··· Data records

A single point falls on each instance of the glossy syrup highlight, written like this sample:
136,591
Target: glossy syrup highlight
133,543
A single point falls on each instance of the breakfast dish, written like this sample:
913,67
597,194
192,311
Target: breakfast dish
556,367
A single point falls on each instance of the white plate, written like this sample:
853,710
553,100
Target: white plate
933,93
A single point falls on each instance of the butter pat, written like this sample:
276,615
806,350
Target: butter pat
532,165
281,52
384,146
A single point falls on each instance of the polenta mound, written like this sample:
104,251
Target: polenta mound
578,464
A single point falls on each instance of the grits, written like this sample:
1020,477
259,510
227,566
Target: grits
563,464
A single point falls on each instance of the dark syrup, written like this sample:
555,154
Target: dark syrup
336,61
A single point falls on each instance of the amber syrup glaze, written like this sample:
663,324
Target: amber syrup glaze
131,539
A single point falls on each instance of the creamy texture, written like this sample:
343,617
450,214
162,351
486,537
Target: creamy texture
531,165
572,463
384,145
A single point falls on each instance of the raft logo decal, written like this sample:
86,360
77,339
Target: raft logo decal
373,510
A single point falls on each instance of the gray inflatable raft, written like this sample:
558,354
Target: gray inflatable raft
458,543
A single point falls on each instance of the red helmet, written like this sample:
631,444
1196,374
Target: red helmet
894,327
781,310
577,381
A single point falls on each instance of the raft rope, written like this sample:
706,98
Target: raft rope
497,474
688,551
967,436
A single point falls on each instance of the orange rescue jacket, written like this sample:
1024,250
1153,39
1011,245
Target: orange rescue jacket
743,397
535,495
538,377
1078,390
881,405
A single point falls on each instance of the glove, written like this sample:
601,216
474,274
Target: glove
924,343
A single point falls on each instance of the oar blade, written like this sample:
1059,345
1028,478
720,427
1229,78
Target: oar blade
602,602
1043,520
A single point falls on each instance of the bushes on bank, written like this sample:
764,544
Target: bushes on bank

······

# [Short task]
Copy the records from the line containing "A single point falls on each instance of the gray" through the last line of the records, replacing "orange" with "yellow" wherever it appears and leaving everything else unchanged.

# [The solution]
A single point falls on each instance of the gray inflatable raft, written like this sample:
558,354
Target: gray inflatable raft
458,543
A single point falls on each instance of the red helmet, written like this sample:
631,444
1196,374
Target: red helmet
894,327
781,310
577,381
A single point falls on each instance of the raft rope, written like this sample:
706,98
Target: raft rope
497,474
688,551
967,436
A single point falls on each instance of the yellow rescue jacket, written like this sample:
1024,250
1153,39
1011,245
Target: yellow rescue jacket
743,397
535,495
538,377
1078,390
881,405
A single point falls on each instance of the glove, written like this sample:
601,216
474,274
Target: glove
924,343
A single point falls on each instance of the oar blade, written like this sample:
1059,345
1028,478
720,427
1229,78
Target: oar blade
602,602
1043,520
A single point falls on each instance of the bushes on bank, written like this sample:
764,544
Target: bushes on bank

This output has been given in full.